Exercise passage:
#####

The School recruited 71 children in 2014 for a nine-month study. Half the children were sent to four adventure-based physical training day camps, involving rope course, rock climbing, archery and group competitive games, over six months. The remaining children attended extra-curricular activities such as health talks, museum and theme park visits, and playing computer games.
Results after nine months of observation showed that those who took part in adventure-based training reported higher levels of physical activity by 96 percent. Confidence in physical exercises increased by 23 percent. Quality of life has increased by 7 percent.
Hong Kong is a predominantly Chinese society, but has a sizeable South Asian ethnic minority (EM) community, with more than 60 000 South Asian EM people living here. Evidence showed that South Asian were at higher risk of Type II diabetes due to high carbohydrate content and sedentary lifestyles.
This project aims at providing educational talks to enhance the awareness of diabetic prevention in Pakistani women. Through the assessments and interactions with them, we understood that they were generally knowledge deficit about diabetes symptoms, complications and the association between diabetes and obesity. Also, the social norms and traditions were some of the barriers for them to maintain healthy diet and regular physical exercise. Therefore, the educational talks delivered were culturally specific so as to enhance their awareness and self-management skills of diabetes.

#####

Records provided:
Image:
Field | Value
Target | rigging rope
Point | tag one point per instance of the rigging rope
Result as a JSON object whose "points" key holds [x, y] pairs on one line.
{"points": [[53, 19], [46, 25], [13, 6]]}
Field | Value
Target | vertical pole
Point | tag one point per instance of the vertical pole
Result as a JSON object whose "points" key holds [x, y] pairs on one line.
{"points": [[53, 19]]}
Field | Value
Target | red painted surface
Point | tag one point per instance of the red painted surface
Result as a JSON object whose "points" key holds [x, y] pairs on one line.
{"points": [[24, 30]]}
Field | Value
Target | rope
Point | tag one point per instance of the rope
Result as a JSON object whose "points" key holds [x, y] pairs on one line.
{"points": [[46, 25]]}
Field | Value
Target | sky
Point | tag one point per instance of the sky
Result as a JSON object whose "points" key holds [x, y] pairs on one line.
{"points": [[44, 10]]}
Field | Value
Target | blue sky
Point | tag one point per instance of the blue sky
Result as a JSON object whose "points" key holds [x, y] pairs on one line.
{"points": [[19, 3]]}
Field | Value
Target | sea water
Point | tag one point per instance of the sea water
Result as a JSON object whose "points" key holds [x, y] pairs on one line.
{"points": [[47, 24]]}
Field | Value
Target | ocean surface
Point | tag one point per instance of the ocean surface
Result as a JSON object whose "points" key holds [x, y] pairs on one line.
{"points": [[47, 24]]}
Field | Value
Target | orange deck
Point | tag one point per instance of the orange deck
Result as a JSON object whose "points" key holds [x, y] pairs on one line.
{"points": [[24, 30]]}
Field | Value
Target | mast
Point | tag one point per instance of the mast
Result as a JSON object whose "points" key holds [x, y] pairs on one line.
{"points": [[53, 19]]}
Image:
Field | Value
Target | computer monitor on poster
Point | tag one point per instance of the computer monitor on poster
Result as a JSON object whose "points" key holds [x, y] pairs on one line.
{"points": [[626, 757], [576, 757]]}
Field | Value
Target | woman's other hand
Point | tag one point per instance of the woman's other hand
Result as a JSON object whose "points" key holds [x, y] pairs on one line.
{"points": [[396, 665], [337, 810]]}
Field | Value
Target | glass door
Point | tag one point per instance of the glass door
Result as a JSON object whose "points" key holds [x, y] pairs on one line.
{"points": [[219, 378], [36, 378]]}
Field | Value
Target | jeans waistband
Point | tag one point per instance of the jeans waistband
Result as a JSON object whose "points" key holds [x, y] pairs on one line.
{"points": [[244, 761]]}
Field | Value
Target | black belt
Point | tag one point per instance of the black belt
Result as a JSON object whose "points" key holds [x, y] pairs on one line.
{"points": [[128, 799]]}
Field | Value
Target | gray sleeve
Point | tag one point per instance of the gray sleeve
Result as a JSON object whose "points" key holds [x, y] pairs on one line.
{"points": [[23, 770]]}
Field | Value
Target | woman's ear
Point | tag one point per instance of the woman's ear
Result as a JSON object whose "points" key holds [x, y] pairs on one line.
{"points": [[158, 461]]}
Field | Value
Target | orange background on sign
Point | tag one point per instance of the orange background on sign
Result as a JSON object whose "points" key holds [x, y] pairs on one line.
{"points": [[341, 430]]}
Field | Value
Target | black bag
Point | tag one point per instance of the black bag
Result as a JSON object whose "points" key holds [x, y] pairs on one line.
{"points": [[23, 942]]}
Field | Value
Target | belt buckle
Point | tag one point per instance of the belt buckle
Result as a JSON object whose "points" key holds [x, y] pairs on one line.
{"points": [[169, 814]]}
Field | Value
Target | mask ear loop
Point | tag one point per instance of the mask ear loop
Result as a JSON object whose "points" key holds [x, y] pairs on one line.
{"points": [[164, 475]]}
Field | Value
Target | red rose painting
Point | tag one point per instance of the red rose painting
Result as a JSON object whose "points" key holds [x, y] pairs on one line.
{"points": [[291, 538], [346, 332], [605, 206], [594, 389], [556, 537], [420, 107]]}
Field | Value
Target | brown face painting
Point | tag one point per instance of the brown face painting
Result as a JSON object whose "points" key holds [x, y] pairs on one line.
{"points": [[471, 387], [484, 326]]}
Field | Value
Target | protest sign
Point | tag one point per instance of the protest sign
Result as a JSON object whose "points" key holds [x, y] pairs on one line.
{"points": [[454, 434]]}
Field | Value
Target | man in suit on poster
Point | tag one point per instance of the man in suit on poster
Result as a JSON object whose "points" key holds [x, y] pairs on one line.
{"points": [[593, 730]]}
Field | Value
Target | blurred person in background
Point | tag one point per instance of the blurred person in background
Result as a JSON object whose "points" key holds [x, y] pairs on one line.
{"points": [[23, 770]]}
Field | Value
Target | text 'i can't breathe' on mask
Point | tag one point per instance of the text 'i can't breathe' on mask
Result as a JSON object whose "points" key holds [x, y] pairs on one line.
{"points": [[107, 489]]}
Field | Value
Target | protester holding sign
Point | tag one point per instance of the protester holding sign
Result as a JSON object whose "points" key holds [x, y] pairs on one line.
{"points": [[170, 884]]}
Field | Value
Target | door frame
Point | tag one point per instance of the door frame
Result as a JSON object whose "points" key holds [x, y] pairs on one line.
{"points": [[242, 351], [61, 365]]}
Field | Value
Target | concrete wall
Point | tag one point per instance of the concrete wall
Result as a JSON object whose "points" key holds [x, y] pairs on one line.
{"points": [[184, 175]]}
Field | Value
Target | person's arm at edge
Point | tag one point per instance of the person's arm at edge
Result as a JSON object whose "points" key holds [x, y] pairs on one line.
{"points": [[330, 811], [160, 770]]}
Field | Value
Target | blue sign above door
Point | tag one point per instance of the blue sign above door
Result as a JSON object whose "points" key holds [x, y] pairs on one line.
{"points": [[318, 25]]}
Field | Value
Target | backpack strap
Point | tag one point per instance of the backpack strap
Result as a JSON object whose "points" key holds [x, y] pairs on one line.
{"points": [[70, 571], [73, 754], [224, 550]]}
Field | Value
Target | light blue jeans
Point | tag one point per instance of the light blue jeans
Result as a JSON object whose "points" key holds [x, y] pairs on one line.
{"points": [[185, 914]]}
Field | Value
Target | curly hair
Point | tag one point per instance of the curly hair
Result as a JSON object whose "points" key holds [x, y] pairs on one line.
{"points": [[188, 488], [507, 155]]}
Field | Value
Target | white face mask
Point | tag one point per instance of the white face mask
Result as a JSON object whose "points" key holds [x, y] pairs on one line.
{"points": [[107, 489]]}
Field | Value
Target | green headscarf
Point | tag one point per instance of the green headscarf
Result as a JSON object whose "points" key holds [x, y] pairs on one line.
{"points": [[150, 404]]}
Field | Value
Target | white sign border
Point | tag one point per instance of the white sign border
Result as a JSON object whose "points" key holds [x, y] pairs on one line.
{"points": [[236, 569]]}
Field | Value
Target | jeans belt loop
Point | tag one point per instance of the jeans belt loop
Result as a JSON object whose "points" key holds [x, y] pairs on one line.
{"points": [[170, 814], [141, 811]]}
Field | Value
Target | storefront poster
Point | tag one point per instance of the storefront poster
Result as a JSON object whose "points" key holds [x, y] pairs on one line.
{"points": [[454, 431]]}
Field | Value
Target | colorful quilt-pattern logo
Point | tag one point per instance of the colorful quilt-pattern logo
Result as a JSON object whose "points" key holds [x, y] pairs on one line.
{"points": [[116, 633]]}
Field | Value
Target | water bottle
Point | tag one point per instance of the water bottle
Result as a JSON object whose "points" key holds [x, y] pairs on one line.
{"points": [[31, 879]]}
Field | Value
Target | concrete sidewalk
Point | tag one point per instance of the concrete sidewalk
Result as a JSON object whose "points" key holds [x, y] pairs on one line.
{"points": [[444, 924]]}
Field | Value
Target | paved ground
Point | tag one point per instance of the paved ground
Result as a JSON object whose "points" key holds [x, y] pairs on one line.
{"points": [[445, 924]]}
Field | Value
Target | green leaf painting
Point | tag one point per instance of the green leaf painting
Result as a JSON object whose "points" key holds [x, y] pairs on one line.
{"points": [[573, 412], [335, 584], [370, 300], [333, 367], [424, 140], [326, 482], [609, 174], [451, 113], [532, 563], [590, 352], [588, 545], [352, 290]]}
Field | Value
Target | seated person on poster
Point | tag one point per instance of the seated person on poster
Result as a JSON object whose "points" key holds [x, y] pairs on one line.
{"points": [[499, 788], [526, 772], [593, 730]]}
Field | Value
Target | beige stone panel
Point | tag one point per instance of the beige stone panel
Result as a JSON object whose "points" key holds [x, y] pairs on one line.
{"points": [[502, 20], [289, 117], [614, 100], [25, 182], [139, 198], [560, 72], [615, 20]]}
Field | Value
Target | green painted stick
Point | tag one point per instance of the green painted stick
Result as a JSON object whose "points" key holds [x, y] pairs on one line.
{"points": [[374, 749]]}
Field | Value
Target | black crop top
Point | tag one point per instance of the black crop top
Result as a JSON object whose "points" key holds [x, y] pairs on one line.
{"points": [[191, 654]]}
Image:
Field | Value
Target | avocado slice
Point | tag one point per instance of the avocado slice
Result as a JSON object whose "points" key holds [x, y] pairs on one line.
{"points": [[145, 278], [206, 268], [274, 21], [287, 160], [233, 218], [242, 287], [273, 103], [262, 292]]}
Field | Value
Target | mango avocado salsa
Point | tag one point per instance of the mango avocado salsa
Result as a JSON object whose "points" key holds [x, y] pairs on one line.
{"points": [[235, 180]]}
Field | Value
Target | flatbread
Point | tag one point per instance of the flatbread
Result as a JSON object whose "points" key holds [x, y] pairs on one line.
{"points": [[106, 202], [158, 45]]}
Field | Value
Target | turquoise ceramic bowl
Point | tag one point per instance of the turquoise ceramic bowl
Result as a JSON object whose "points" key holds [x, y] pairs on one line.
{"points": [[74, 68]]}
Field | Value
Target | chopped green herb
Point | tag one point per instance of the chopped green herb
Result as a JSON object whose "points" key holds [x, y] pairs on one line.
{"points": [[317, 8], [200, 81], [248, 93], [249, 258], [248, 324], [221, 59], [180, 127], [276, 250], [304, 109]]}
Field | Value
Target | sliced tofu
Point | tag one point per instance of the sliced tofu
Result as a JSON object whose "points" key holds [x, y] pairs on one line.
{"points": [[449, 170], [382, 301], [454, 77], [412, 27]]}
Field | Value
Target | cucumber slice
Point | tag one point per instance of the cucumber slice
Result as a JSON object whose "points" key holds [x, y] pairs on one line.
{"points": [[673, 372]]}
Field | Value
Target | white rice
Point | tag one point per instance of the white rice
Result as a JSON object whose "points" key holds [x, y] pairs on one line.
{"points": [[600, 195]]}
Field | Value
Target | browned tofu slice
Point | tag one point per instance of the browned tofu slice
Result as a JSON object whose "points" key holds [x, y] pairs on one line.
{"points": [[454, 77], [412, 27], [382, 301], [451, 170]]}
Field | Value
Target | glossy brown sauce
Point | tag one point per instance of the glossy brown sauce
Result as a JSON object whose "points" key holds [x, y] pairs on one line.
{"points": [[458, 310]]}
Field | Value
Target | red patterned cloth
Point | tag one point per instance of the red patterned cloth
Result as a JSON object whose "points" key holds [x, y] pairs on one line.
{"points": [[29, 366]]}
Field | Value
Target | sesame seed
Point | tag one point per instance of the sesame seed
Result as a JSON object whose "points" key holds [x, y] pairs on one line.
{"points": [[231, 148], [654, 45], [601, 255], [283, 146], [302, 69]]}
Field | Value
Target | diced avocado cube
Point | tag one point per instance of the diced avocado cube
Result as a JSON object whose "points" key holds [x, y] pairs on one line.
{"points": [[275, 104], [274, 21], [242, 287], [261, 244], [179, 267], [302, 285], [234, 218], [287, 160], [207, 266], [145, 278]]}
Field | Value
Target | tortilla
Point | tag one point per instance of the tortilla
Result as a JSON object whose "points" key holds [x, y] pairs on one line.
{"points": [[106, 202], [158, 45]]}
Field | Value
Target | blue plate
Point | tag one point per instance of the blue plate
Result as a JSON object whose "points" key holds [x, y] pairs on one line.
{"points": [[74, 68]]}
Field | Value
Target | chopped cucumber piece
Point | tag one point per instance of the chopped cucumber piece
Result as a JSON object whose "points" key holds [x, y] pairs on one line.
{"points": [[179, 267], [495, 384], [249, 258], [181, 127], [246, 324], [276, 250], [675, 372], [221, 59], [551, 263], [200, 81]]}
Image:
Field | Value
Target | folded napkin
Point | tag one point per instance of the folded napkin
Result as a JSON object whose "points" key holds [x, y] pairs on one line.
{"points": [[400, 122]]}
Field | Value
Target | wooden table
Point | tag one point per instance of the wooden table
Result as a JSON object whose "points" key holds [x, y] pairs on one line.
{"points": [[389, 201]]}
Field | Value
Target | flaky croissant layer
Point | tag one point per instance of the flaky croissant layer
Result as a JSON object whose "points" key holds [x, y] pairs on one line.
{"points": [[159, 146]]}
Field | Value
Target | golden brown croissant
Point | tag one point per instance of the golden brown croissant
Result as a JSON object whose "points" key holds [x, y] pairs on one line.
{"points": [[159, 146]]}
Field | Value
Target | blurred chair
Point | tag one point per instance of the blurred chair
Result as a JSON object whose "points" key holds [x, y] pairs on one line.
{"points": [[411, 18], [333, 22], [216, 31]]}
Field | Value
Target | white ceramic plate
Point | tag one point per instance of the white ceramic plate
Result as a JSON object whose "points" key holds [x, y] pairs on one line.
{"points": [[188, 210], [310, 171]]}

#####

Apply what you read:
**1.** According to the text on the children's training study and the diabetes talks, by what percentage did confidence in physical exercises increase?
**2.** Carry on the text on the children's training study and the diabetes talks from its final sentence.

Task responses:
**1.** 23 percent.

**2.**
This project collaborates with elderly community centres to deliver health talks, with a view to raising awareness towards sodium intake for the older people. The talks aim to raise the health literacy for low salt intake, including identifying hidden salt in daily consumption and understanding how to read nutrition labels to check the amount of sodium in food. Also, different ways to enhance tastes of food without using salt are discussed. Compared with traditional health talks, a food tasting section and interactive games are incorporated to make the talks more interesting.
In 2016/2017, the talks benefited more than 300 elderly. The health literacy related to low salt consumption among the participants, as assessed by a validated questionnaire, was found to be higher than those without attending the talks.